With either implementation we'd expect the distribution to be about
1.5G and 0.5G for B and C, respectively.

And they'd have to be, too. Otherwise the semantics would be
completely unpredictable to anyone trying to configure this.

So I think mixing proportional distribution with absolute thresholds
like this makes the implementation unnecessarily hard to reason
about. It's also clearly buggy as pointed out in the changelog.

> > However, since
> > 1bc63fb1272b ("mm, memcg: make scan aggression always exclude
> > protection"), reclaim pressure is scaled to how much a cgroup is above
> > its protection. As a result this calculation error unduly skews
> > pressure away from A1 and A2 toward the rest of the system.
> 
> It could be that with 1bc63fb1272b the target memory distribution
> will be fine. However the patch will change the memory pressure in B and C
> (in the example above). Maybe it's ok, but at least it should be discussed
> and documented.

I'll try to improve the changelog based on this, thanks for filling in
the original motivation. But I do think it's a change we want to make.
Roman Gushchin Dec. 16, 2019, 7:11 p.m. UTC | #2
On Mon, Dec 16, 2019 at 01:25:18PM -0500, Johannes Weiner wrote:
> On Fri, Dec 13, 2019 at 08:40:31PM +0000, Roman Gushchin wrote:
> > On Fri, Dec 13, 2019 at 02:21:56PM -0500, Johannes Weiner wrote:
> > > When memory.low is overcommitted - i.e. the children claim more
> > > protection than their shared ancestor grants them - the allowance is
> > > distributed in proportion to each siblings's utilized protection:
> > > 
> > > 	low_usage = min(low, usage)

★ ★ ★

__Direction__
Continue the memory cgroup protection email thread from its last line, "low_usage = min(low, usage)".

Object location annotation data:
★ ★ ★

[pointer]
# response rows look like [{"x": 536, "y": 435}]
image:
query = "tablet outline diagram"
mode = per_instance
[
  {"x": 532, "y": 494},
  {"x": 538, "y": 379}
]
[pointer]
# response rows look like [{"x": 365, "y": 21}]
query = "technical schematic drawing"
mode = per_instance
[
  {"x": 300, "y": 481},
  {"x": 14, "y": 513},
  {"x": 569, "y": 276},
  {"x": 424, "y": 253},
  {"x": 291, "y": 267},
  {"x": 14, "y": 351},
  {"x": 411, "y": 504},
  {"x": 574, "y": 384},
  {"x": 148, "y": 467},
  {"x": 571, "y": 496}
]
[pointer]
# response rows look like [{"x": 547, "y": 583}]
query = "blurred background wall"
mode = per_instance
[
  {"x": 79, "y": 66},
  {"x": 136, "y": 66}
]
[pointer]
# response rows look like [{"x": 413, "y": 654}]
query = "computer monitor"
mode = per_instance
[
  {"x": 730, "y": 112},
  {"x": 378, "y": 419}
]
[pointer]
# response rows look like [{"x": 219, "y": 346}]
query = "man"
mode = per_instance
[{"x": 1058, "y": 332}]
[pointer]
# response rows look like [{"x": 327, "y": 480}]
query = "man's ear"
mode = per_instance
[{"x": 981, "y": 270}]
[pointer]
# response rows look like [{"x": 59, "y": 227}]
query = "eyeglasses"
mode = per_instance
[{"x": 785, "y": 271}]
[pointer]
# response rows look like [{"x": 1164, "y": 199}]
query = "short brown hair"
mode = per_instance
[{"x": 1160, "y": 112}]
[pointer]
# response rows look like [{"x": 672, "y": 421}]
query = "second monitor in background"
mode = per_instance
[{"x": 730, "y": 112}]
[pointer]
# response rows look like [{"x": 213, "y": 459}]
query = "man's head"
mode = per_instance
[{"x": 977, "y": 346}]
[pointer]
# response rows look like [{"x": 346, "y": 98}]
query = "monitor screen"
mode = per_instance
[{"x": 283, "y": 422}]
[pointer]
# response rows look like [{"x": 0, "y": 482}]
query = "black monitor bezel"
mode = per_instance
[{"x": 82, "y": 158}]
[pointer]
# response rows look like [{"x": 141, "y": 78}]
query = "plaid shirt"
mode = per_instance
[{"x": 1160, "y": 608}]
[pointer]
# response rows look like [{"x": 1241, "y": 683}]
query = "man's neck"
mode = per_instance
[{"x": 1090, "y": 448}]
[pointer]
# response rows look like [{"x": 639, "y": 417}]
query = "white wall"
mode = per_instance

★ ★ ★

__Task output__
> > > 	elow = parent_elow * (low_usage / siblings_low_usage)
> > > 
> > > However, siblings_low_usage is not the sum of all low_usages. It sums
> > > up the usages of *only those cgroups that are within their memory.low*
> > > That means that low_usage can be *bigger* than siblings_low_usage, and
> > > consequently the total protection afforded to the children can be
> > > bigger than what the ancestor grants the subtree.
> > > 
> > > Consider three groups where two are in excess of their protection:
> > > 
> > >   A/memory.low = 10G
> > >   A/A1/memory.low = 10G, A/memory.current = 20G
> > >   A/A2/memory.low = 10G, B/memory.current = 20G
> > >   A/A3/memory.low = 10G, C/memory.current =  8G
> > > 
> > >   siblings_low_usage = 8G (only A3 contributes)
> > >   A1/elow = parent_elow(10G) * low_usage(20G) / siblings_low_usage(8G) = 25G
> > > 
> > > The 25G are then capped to A1's own memory.low setting, i.e. 10G. The
> > > same is true for A2. And A3 would also receive 10G. The combined
> > > protection of A1, A2 and A3 is 30G, when A limits the tree to 10G.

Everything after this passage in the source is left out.